> To do:
**1.** According to the excerpt on the word “hypocrite,” how does the American Heritage Dictionary define a “Pharisee”?
**2.** Duplicate the portion of the excerpt on the word “hypocrite” that begins at the words "Sincerely Misdirected: Rethinking" and ends after the words "what Jesus diagnosed?".

> Text excerpt:
[Start of Attachment]

Sincerely Misdirected: Rethinking What Jesus Meant by “Hypocrite”
We Need a Better Translation

People today tend to use the word “hypocrite” as a weapon aimed at others: the calculating religionist—pious in public while privately guffawing at people of faith, the politician who quotes Scripture at the podium and lies (or worse) before lunch, the churchgoer who is ruthless Monday through Saturday but the picture of graciousness on Sunday.1
According to the American Heritage Dictionary, this is all very Pharisaical, since, in American vernacular, a “Pharisee” simply is “a hypocritically self-righteous person.”
Folks seem to reach for the word effortlessly, typically when labeling someone else. This reflexive aim is worth our scrutiny. What if our certainty that we understand the word, and our certainty about others, are symptomatic of what Jesus diagnosed?

[End of Attachment]

(Region pointing data)
[Start of Attachment]

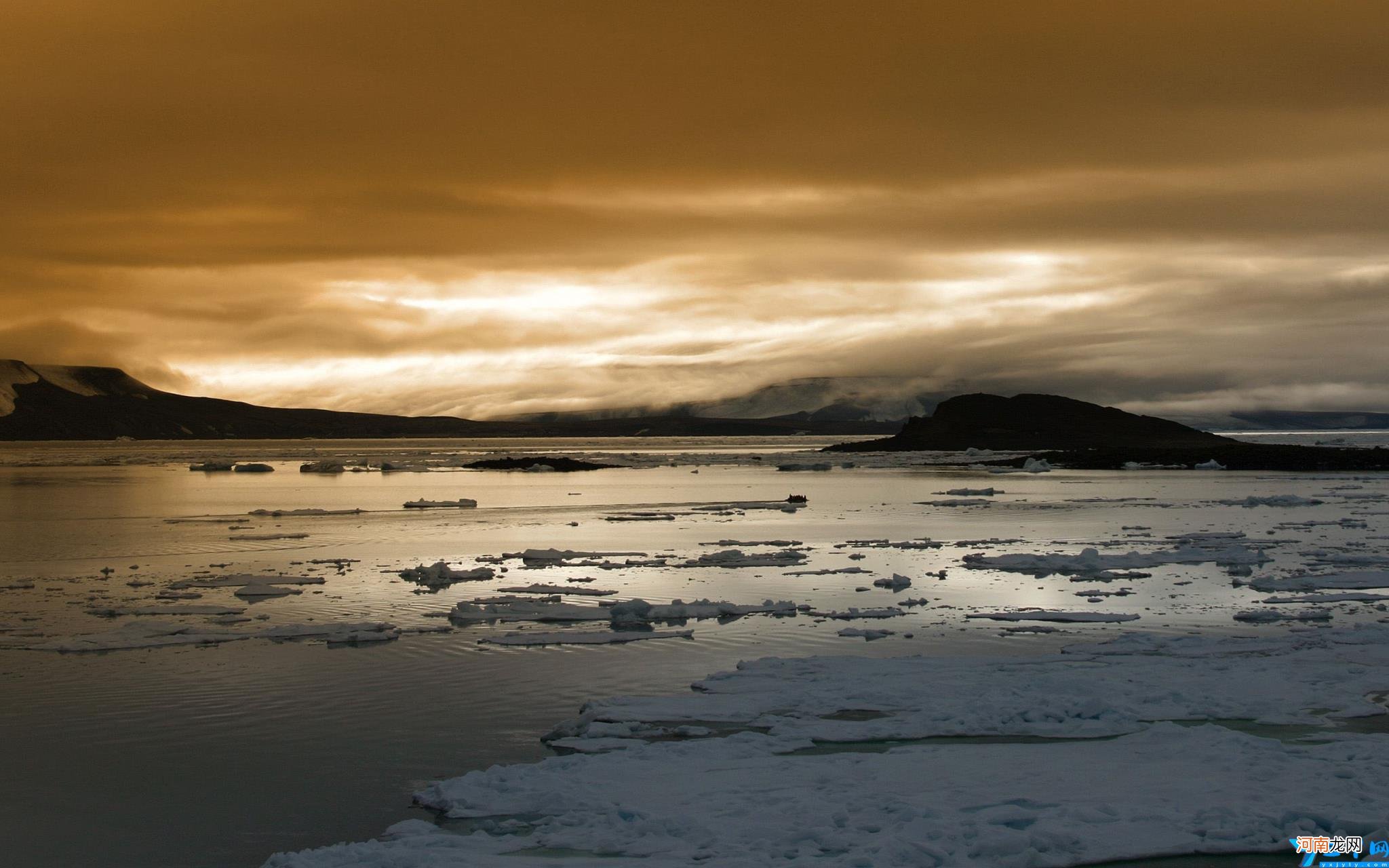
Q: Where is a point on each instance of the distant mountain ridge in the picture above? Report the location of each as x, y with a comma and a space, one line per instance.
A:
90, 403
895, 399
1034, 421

[End of Attachment]
[Start of Attachment]

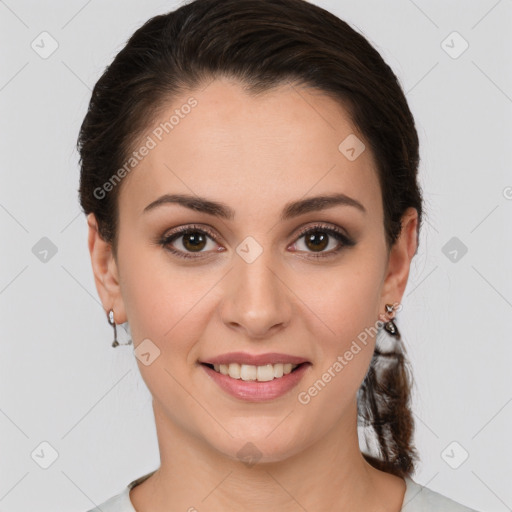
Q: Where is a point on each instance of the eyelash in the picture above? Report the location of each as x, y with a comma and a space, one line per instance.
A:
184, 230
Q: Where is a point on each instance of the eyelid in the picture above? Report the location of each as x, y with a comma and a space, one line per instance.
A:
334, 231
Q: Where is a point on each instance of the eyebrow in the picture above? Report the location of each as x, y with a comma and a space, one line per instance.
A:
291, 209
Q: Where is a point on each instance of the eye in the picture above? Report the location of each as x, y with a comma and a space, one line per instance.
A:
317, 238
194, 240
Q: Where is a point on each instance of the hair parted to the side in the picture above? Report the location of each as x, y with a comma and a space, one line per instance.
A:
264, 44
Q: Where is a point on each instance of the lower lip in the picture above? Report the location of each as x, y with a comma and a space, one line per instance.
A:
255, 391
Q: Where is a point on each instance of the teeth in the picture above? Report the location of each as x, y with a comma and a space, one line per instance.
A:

[End of Attachment]

> Answers given:
**1.** As “a hypocritically self-righteous person.”

**2.**
Sincerely Misdirected: Rethinking What Jesus Meant by “Hypocrite”
We Need a Better Translation

People today tend to use the word “hypocrite” as a weapon aimed at others: the calculating religionist—pious in public while privately guffawing at people of faith, the politician who quotes Scripture at the podium and lies (or worse) before lunch, the churchgoer who is ruthless Monday through Saturday but the picture of graciousness on Sunday.1
According to the American Heritage Dictionary, this is all very Pharisaical, since, in American vernacular, a “Pharisee” simply is “a hypocritically self-righteous person.”
Folks seem to reach for the word effortlessly, typically when labeling someone else. This reflexive aim is worth our scrutiny. What if our certainty that we understand the word, and our certainty about others, are symptomatic of what Jesus diagnosed?